Try it =>
Please transcribe the entries exactly and omit the images they contain.

# # # # #

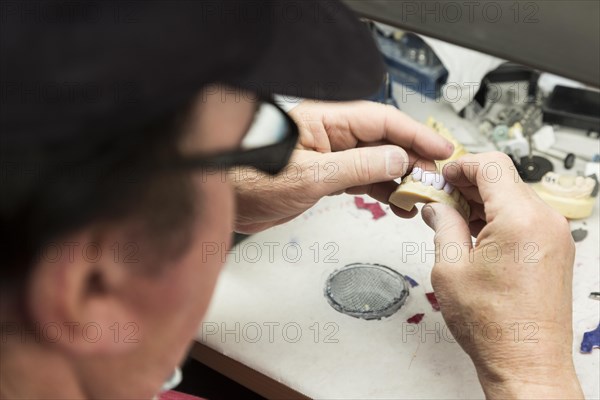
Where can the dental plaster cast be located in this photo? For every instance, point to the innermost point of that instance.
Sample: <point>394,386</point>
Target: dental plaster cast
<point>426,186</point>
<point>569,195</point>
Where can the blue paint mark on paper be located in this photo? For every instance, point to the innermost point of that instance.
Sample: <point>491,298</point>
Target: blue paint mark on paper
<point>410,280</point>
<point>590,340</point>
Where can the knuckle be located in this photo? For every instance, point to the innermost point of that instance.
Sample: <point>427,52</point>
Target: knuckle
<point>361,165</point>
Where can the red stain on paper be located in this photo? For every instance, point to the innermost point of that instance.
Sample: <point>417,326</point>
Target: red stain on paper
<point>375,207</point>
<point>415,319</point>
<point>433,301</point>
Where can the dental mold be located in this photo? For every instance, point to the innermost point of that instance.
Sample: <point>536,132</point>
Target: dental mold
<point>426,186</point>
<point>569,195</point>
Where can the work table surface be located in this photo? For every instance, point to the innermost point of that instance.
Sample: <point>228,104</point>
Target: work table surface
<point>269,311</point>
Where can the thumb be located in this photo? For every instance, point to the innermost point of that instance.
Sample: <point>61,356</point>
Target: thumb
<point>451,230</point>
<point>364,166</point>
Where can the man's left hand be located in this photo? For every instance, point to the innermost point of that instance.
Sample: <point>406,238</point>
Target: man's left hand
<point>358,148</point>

# # # # #

Completed task =>
Where can the dental plaster cast be located in this photo? For every instance, point to the innermost point of that instance.
Sample: <point>394,386</point>
Target: dental plaster cast
<point>426,186</point>
<point>569,195</point>
Where can the blue paint mark on paper be located in this photo? For every instance, point to the innermost point of that instance.
Sample: <point>491,298</point>
Target: blue paint mark on paper
<point>410,280</point>
<point>590,340</point>
Where can the knuckle be located in this photo? For every instance, point to the innermost point of that instance.
Sample: <point>427,52</point>
Target: knuckle
<point>361,165</point>
Where can the red stain on paper be located in this photo? For every instance, point to the innermost point of that instance.
Sample: <point>417,326</point>
Target: red stain on paper
<point>375,207</point>
<point>415,319</point>
<point>433,301</point>
Where can the dental mold be located in this photo? For every instance, point to the innermost point of that instance.
Sample: <point>536,132</point>
Target: dental mold
<point>426,186</point>
<point>569,195</point>
Where can the work table surface be located in this photo? For every instance, point to the innermost point of that instance.
Sample: <point>228,104</point>
Target: work table surface
<point>269,311</point>
Where can the thumb be located in this photo? For every instance, point to the innermost point of that instance.
Sample: <point>61,356</point>
Target: thumb
<point>451,230</point>
<point>364,166</point>
Where can the man's left hand be located in this photo? For every instance, point to the innermost point of that instance.
Sample: <point>406,238</point>
Target: man's left hand
<point>358,148</point>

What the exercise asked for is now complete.